## Daftar Tugas
1: Tentukan apakah setiap pernyataan berikut sesuai dengan teks tentang penambangan Bitcoin. Jawab ya atau tidak, sertakan kutipan persis dari teks yang menjadi penentunya. (a) Di ruangan itu, mesin Baikal adalah piranti yang paling bising. (b) Faldi memperoleh pemasukan Rp54 juta dalam 30 hari. (c) Ruangan tempat komputer itu berukuran 3x3 meter.
2: Menurut teks tentang penambangan Bitcoin, sistem apa yang menggantikan fungsi verifikasi yang biasa dijalankan bank atau perusahaan kartu kredit?
3: Kutip bagian teks tentang penambangan Bitcoin yang dimulai pada kata-kata "Pada prinsipnya, Bitcoin" dan berakhir setelah "sistem bernama blockchain.".

Sihir Tambang Bitcoin

Rumah Faldi sudah cukup hening ketika jarum jam menghampiri angka tujuh malam. Namun dalam keheningan itu, ada bising mendengung terdengar dari sebuah ruangan di belakang rumahnya.
Suara itu berasal dari rangkaian komputer milik Faldi. Sumber ini pula yang menyebabkan hawa panas seketika memasuki ruangan tersebut.
Komputer yang dimiliki Faldi memang bukan komputer pada umumnya, tapi sebuah alat ‘penambang’. Udara buangannya juga tidak biasa. Cukup panas untuk mengeringkan pakaian yang baru dicuci.
Dalam ruangan 2x2 meter yang lebih pas disebut gudang itu, sejumlah perkakas komputer serta kabel-kabelnya tampil mencolok. Di antara sekian banyak piranti, mesin Baikal menghasilkan suara paling bising. Mesin itu khusus dipakai untuk menambang mata uang kripto.
Faldi (31), begitu ia ingin disapa, adalah karyawan suatu perusahaan swasta yang memutuskan nyemplung ke dalam kolam kripto sebagai penambang. Alasannya sederhana, profit yang ia peroleh dari sana terbukti menggiurkan. Dalam hitungan 45 hari, Faldi sudah mendulang pemasukan hingga Rp54 juta.
“Alhamdulillah, dari mining bisa nutup biaya kelahiran anak,” ucapnya semringah.
Bitcoin dan mata uang kripto (cryptocurrency) adalah fenomena digital paling anyar. Jual-beli (trading) per-keping Bitcoin yang sempat menembus Rp250 juta serupa janji surga bagi mereka yang gemar mengembangbiakkan asetnya. Namun, tak banyak yang tahu menambang mata uang kripto (mining) tak kalah menjanjikan dibanding trading.
Pengertian menambang dalam konteks mata uang kripto adalah proses pemecahan algoritme dalam blockchain menggunakan mesin komputer.

“Alhamdulillah, dari mining bisa nutup biaya kelahiran anak.” Faldi, penambang bitcoin

Pada prinsipnya, Bitcoin menghilangkan perantara atau pihak ketiga seperti bank atau perusahaan kartu kredit dalam sebuah transaksi. Fungsi mereka dalam melakukan verifikasi, salah satu contohnya, kemudian digantikan lewat sebuah sistem bernama blockchain.
Siapa pun boleh menjadi pihak ketiga dalam sistem seperti itu, mencatat dan memverifikasi transaksi, dalam satu buku pencatatan besar yang boleh diakses bersama-sama. Buku besar yang terdiri atas rangkaian blok yang demikian panjang dan diamankan oleh kode sandi rumit itulah yang dinamai blockchain.

## Data Tersedia
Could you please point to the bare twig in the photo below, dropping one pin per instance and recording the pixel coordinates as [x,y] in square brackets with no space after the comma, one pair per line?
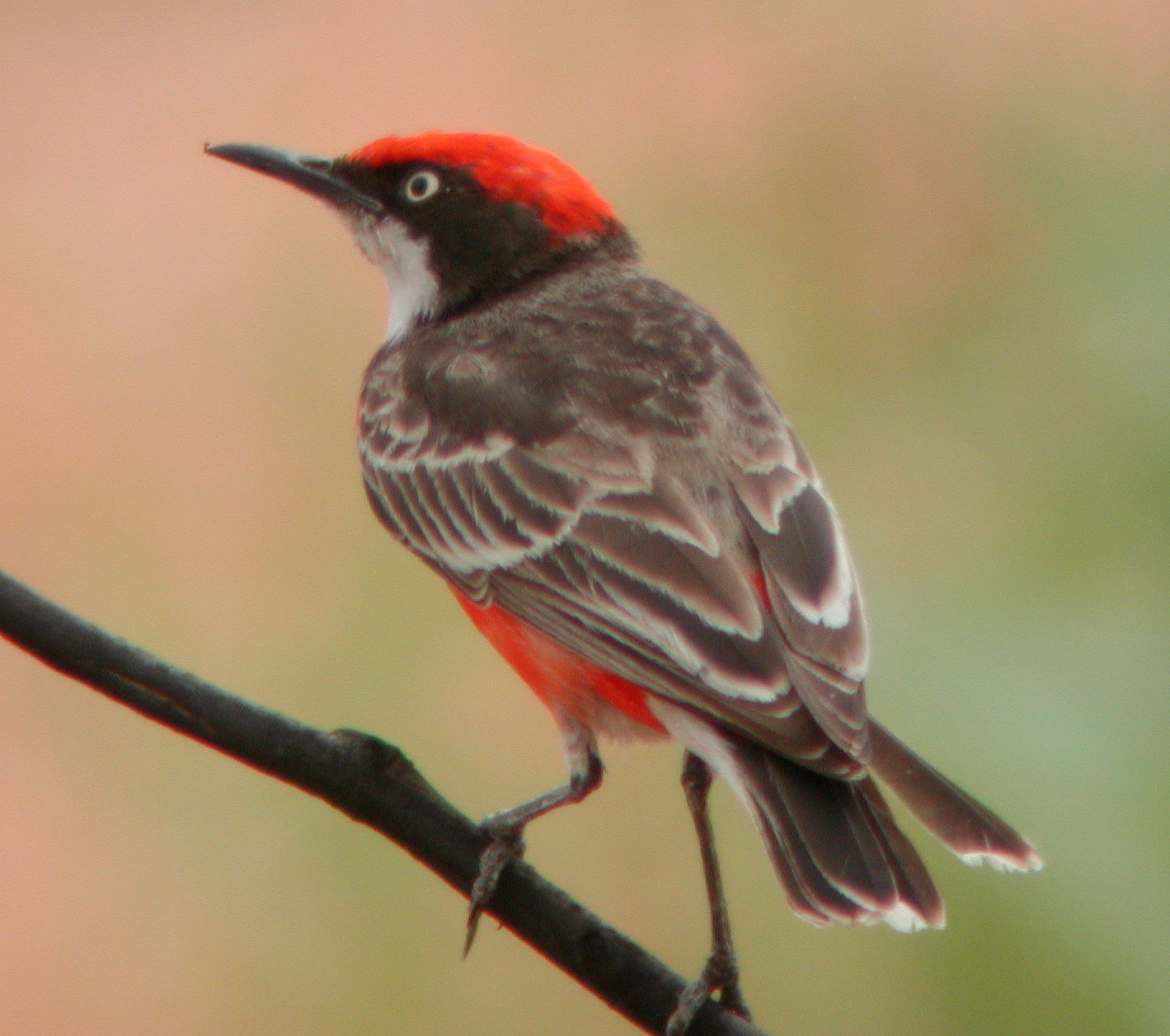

## Hasil Tiap Tugas
1:
(a) Ya: "Di antara sekian banyak piranti, mesin Baikal menghasilkan suara paling bising."
(b) Tidak: "Dalam hitungan 45 hari, Faldi sudah mendulang pemasukan hingga Rp54 juta."
(c) Tidak: "Dalam ruangan 2x2 meter yang lebih pas disebut gudang itu"

2: Sistem bernama blockchain.

3:
Pada prinsipnya, Bitcoin menghilangkan perantara atau pihak ketiga seperti bank atau perusahaan kartu kredit dalam sebuah transaksi. Fungsi mereka dalam melakukan verifikasi, salah satu contohnya, kemudian digantikan lewat sebuah sistem bernama blockchain.